- _Exercise goal_
All of the entries should be returned without a single change.
++++++++++
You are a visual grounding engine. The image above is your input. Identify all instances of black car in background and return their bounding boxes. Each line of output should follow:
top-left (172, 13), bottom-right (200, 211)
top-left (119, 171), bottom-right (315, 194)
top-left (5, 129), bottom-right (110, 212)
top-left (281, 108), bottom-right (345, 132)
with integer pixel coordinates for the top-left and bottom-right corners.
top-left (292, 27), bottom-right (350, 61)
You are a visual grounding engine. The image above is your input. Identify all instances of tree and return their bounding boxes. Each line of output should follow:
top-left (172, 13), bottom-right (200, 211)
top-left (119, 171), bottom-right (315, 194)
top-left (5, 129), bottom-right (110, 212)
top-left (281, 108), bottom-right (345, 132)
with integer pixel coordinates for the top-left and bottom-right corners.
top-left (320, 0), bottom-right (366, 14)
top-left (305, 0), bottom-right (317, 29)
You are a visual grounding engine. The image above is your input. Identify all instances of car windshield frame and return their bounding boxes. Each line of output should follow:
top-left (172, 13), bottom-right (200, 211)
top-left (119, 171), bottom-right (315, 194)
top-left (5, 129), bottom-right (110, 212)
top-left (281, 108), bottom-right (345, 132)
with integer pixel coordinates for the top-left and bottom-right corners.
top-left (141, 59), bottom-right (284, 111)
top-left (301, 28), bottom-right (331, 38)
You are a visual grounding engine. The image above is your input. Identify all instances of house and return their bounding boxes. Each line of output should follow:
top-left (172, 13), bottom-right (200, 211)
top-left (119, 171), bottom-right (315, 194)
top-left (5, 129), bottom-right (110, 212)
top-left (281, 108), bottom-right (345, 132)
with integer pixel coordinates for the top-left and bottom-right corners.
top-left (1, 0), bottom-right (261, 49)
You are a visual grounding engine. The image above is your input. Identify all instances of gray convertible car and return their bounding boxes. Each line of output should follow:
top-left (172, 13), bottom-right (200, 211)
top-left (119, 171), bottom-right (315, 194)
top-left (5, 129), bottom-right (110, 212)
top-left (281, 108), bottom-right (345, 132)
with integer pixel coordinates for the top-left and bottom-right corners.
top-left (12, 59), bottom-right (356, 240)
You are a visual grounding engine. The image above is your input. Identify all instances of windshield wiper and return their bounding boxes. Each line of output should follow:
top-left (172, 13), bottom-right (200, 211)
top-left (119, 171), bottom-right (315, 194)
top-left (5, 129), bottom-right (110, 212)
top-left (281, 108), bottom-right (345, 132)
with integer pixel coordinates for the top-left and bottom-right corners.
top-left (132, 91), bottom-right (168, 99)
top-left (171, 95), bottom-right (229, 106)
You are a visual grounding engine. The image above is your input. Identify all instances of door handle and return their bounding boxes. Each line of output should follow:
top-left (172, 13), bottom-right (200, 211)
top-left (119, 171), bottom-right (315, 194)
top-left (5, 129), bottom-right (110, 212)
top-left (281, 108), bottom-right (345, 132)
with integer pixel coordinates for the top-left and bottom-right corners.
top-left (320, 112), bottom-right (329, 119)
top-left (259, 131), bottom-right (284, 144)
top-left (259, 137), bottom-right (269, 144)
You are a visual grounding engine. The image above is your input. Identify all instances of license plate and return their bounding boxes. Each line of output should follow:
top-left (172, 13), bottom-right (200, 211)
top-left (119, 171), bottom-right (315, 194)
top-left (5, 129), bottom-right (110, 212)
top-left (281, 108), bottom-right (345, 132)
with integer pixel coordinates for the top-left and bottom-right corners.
++++++++++
- _Problem solution_
You are a visual grounding engine. The image above is your input. Identify all instances of black car in background and return their bounding boxes. Each line of output should follow:
top-left (172, 13), bottom-right (200, 211)
top-left (119, 171), bottom-right (315, 194)
top-left (5, 129), bottom-right (110, 212)
top-left (281, 108), bottom-right (345, 132)
with integer pixel coordinates for the top-left and bottom-right corners.
top-left (292, 27), bottom-right (350, 61)
You are a visual grounding engine. The image above is your input. Identify all instances of tree and return their bounding boxes. Each line of output should follow:
top-left (172, 13), bottom-right (200, 211)
top-left (119, 171), bottom-right (315, 194)
top-left (5, 129), bottom-right (110, 212)
top-left (281, 108), bottom-right (345, 132)
with integer pixel coordinates for the top-left and bottom-right corners.
top-left (320, 0), bottom-right (366, 14)
top-left (305, 0), bottom-right (317, 29)
You are a visual grounding engine. The image above is your input. Identify all instances of car windshield frame and return their bounding boxes. Each line of output should follow:
top-left (172, 13), bottom-right (200, 211)
top-left (119, 171), bottom-right (315, 194)
top-left (5, 129), bottom-right (110, 212)
top-left (281, 108), bottom-right (345, 132)
with integer pixel coordinates for the top-left and bottom-right corners.
top-left (141, 59), bottom-right (284, 111)
top-left (301, 28), bottom-right (331, 38)
You are a visual grounding engine. The image above is your input. Identify all instances of house and return their bounding boxes. Each line of output should follow:
top-left (172, 13), bottom-right (200, 211)
top-left (119, 171), bottom-right (315, 194)
top-left (5, 129), bottom-right (110, 212)
top-left (281, 108), bottom-right (345, 132)
with integer pixel coordinates for the top-left and bottom-right corners.
top-left (1, 0), bottom-right (261, 49)
You are a visual grounding engine. The image above is your input. Identify all instances of gray convertible car and return their bounding boxes. Each line of output should follow:
top-left (172, 13), bottom-right (200, 211)
top-left (119, 171), bottom-right (315, 194)
top-left (5, 129), bottom-right (110, 212)
top-left (281, 108), bottom-right (345, 132)
with integer pixel coordinates for the top-left and bottom-right corners.
top-left (12, 59), bottom-right (356, 240)
You are a visual grounding engine. The image above is your input. Identify all instances of windshield wiper and return their bounding boxes. Each line of output should follow:
top-left (172, 13), bottom-right (200, 211)
top-left (119, 171), bottom-right (315, 194)
top-left (5, 129), bottom-right (110, 212)
top-left (281, 108), bottom-right (345, 132)
with integer pixel coordinates for the top-left and bottom-right corners.
top-left (132, 91), bottom-right (168, 99)
top-left (171, 95), bottom-right (229, 106)
You are a visual grounding engine. The image above is your input. Identify all instances of door handle and return their bounding boxes. Each line of output should follow:
top-left (172, 13), bottom-right (200, 211)
top-left (119, 171), bottom-right (315, 194)
top-left (5, 129), bottom-right (110, 212)
top-left (281, 108), bottom-right (345, 132)
with integer pixel coordinates for the top-left and bottom-right corners.
top-left (320, 112), bottom-right (329, 119)
top-left (259, 131), bottom-right (284, 144)
top-left (259, 137), bottom-right (269, 144)
You are a visual grounding engine. The image above is your input. Identify all instances of license plate and return their bounding boxes. Each line of output should follow:
top-left (172, 13), bottom-right (200, 211)
top-left (119, 171), bottom-right (315, 194)
top-left (5, 129), bottom-right (110, 212)
top-left (281, 108), bottom-right (345, 132)
with integer pixel coordinates for the top-left and bottom-right corners.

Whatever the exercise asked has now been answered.